DIRECTIONS:
Leave out pictures; repeat exactly the lines from the "the pink tights." line through the last of the data below.

Segment Start: SUPPLIED ENTRIES

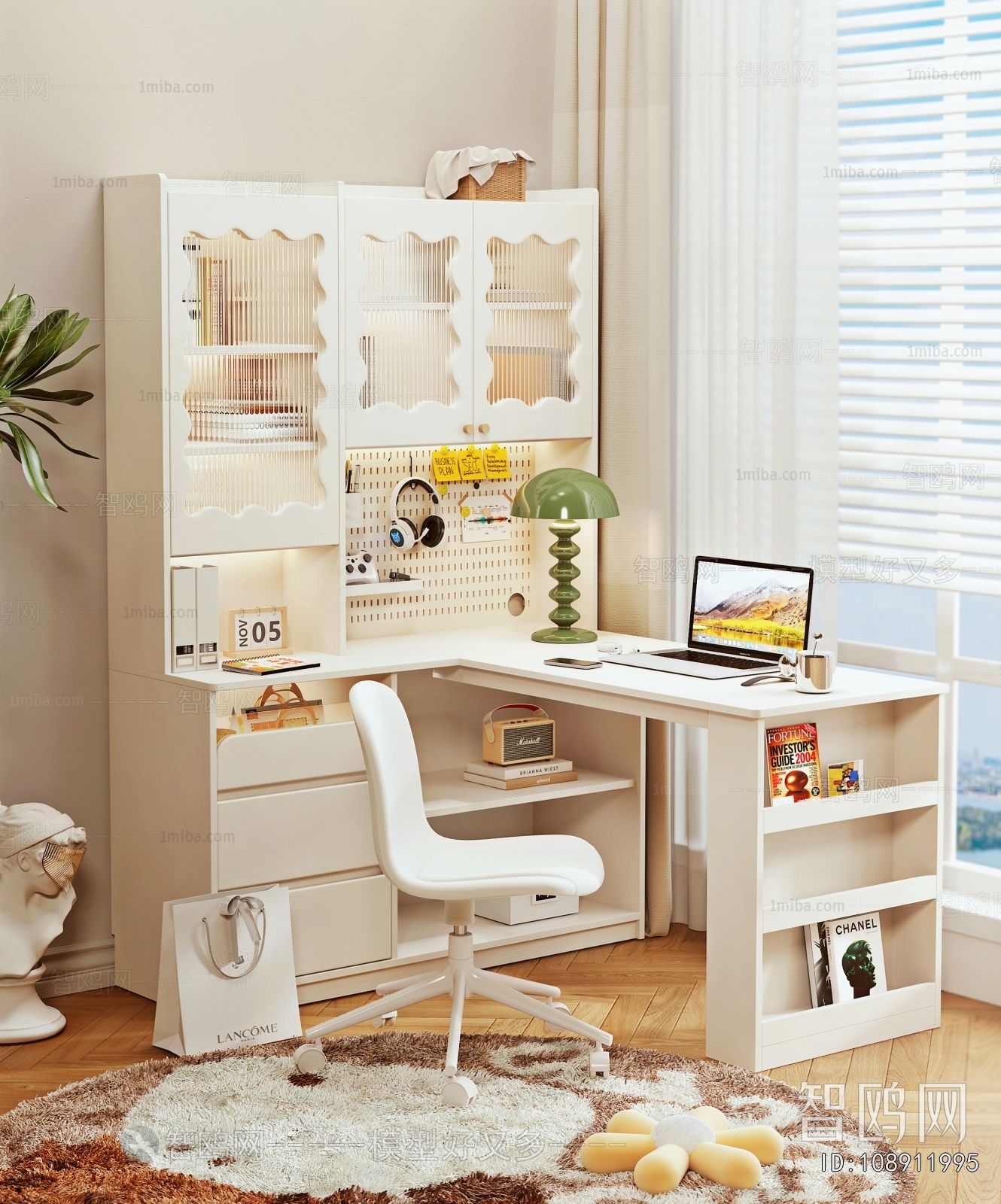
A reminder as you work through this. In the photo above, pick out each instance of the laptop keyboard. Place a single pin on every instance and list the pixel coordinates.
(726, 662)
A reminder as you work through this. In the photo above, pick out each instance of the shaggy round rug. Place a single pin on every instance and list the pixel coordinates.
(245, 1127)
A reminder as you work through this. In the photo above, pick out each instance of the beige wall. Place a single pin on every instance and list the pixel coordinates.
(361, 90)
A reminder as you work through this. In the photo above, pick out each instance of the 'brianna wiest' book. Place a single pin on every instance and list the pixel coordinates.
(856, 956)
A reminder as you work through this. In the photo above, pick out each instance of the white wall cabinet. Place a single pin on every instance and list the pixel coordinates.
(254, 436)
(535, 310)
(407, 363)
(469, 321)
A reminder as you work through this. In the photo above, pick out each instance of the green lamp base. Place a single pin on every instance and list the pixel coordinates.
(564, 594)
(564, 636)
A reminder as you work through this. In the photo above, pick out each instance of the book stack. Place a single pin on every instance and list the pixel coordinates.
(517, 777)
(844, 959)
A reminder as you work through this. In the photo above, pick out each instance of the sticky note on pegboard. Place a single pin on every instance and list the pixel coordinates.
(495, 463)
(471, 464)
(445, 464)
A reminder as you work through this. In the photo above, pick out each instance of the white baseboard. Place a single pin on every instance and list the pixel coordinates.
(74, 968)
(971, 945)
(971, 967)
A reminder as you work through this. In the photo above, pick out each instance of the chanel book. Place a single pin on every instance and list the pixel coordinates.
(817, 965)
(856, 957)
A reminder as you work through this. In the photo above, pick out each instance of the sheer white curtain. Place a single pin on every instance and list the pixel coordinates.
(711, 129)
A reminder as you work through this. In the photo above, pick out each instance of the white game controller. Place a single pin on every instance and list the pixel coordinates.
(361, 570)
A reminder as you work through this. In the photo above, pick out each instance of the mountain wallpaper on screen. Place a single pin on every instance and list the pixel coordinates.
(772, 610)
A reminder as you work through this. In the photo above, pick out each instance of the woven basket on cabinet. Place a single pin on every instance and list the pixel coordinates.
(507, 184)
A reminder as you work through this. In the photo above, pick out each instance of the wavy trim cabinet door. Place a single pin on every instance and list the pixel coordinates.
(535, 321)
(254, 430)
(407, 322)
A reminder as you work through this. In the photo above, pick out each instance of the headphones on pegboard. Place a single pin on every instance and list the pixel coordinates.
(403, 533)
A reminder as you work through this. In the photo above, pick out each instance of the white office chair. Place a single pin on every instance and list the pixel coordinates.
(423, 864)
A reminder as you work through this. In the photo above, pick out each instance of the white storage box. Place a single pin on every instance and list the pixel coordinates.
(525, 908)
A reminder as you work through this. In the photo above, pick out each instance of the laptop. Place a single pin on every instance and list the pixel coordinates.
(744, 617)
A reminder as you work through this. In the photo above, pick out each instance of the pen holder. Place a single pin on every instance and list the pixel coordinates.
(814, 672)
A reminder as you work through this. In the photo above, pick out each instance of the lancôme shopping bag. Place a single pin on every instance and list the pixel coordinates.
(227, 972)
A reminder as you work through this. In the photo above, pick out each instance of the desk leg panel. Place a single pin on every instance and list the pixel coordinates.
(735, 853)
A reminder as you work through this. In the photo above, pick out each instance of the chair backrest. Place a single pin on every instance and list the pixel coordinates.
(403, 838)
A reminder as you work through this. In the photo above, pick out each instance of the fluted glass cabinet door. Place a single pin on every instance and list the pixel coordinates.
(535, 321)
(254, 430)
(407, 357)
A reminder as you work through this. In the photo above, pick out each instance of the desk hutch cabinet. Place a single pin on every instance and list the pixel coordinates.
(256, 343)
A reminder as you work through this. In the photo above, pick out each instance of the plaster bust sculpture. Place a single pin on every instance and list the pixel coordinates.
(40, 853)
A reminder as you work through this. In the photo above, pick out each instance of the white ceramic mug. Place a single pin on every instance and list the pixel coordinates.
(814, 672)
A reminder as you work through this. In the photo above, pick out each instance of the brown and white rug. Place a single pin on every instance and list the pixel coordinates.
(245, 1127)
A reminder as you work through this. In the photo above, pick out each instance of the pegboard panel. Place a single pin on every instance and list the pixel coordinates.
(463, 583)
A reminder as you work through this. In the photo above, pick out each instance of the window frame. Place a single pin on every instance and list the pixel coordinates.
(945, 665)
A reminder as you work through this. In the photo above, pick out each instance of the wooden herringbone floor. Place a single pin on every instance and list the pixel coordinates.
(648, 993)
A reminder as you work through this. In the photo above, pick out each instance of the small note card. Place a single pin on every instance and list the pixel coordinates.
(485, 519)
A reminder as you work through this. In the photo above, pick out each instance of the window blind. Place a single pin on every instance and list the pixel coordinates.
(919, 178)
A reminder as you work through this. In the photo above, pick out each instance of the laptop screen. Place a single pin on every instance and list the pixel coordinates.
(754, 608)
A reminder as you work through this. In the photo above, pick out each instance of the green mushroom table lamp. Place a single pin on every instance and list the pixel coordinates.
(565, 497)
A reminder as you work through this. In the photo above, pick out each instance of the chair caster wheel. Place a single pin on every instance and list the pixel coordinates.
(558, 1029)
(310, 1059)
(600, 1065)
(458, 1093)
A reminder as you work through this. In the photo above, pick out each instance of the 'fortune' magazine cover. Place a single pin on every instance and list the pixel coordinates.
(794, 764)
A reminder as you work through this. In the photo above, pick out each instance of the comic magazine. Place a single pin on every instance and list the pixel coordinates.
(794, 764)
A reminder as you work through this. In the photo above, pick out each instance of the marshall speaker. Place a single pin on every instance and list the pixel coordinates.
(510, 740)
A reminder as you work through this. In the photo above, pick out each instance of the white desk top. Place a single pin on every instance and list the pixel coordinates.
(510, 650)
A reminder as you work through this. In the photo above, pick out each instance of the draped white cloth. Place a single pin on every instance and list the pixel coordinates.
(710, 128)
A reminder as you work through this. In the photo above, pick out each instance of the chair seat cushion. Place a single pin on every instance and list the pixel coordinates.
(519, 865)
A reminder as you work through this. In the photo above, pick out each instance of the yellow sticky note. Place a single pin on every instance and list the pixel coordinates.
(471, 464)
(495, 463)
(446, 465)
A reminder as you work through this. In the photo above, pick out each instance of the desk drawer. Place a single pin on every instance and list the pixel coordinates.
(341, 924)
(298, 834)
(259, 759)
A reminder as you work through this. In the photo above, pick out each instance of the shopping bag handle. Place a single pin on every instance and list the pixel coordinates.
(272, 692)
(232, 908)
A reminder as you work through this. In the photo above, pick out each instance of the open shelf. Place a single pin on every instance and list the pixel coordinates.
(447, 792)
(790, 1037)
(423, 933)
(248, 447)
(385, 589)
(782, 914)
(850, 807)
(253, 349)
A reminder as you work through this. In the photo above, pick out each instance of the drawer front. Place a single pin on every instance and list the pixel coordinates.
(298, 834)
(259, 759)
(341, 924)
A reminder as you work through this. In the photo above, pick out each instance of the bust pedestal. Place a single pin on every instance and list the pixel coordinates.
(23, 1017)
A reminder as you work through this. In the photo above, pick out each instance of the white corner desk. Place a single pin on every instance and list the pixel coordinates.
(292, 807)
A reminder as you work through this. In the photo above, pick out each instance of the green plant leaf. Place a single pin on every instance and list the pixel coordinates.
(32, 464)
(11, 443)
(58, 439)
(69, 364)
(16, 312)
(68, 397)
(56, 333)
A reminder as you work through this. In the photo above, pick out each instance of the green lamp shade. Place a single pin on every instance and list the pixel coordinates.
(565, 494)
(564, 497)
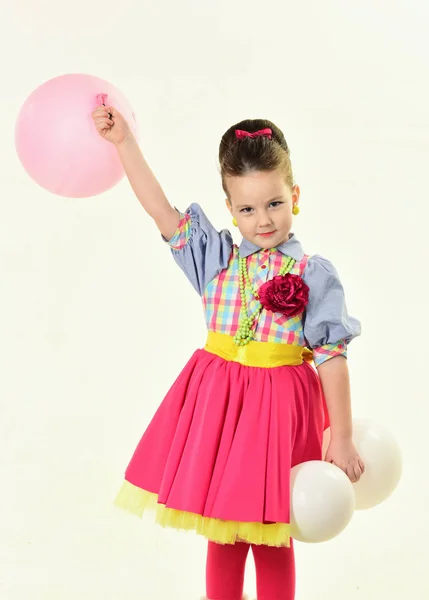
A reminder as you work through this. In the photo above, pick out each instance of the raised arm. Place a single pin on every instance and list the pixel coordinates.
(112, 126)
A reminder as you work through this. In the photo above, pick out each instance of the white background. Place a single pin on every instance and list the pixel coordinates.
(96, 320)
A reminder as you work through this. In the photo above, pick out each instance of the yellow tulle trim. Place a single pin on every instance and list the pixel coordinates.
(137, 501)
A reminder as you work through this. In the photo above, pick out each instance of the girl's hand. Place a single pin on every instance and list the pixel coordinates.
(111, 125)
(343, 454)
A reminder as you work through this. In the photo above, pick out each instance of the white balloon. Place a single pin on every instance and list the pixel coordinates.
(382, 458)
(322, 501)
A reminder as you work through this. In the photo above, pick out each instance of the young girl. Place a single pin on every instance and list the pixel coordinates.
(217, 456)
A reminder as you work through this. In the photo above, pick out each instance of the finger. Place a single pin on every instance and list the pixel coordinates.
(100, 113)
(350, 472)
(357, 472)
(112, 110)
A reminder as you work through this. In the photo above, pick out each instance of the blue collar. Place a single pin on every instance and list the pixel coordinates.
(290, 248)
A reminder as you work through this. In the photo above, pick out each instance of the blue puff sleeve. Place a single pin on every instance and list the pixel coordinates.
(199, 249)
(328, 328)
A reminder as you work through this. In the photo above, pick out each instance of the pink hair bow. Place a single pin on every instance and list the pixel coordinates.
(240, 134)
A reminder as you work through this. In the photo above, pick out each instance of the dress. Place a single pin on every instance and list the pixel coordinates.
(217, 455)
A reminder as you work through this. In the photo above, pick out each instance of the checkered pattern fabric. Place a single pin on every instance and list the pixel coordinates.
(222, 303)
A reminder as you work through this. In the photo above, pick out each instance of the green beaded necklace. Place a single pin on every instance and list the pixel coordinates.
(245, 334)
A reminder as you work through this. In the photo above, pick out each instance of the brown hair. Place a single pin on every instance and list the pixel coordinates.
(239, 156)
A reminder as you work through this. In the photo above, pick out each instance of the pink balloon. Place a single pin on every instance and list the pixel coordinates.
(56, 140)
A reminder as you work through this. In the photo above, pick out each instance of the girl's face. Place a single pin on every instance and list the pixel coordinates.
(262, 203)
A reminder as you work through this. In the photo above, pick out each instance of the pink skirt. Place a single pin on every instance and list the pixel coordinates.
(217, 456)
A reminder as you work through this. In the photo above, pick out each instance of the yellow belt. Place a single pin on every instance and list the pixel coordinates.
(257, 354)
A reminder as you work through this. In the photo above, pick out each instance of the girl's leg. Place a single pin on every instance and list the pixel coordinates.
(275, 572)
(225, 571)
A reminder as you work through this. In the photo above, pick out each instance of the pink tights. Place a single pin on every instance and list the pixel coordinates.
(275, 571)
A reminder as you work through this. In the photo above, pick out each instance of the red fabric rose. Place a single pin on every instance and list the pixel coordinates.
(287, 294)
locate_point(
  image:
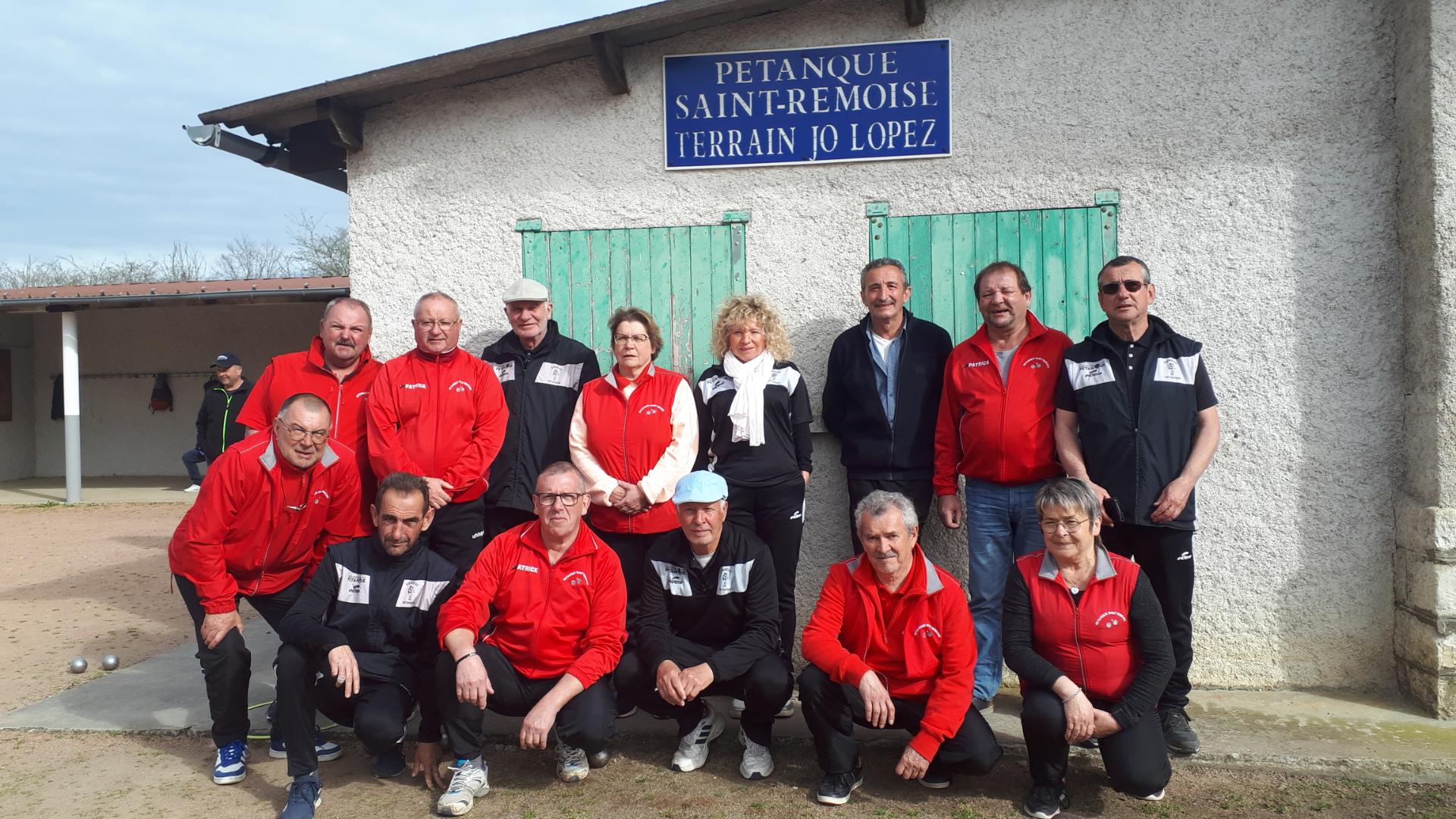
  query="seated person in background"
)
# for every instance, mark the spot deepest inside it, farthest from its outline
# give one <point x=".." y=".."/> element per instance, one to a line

Segment End: SUPPLIED ENTRIES

EXERCISE RESULT:
A reminder as you work through this. In the photo above, pick out each instance of the pink tights. Place a single pin on every instance and list the pixel coordinates.
(275, 571)
A reminder as you work through this. In the photo above, pick out each instance of the red fabric rose. Place a single pin on every instance and list the pixel coordinates.
(287, 294)
locate_point(
  image:
  query="seated person in background"
)
# for every instance, mark the spot deepest inside it, farthest from its outline
# give one <point x=".." y=".."/> element per instance, one to a line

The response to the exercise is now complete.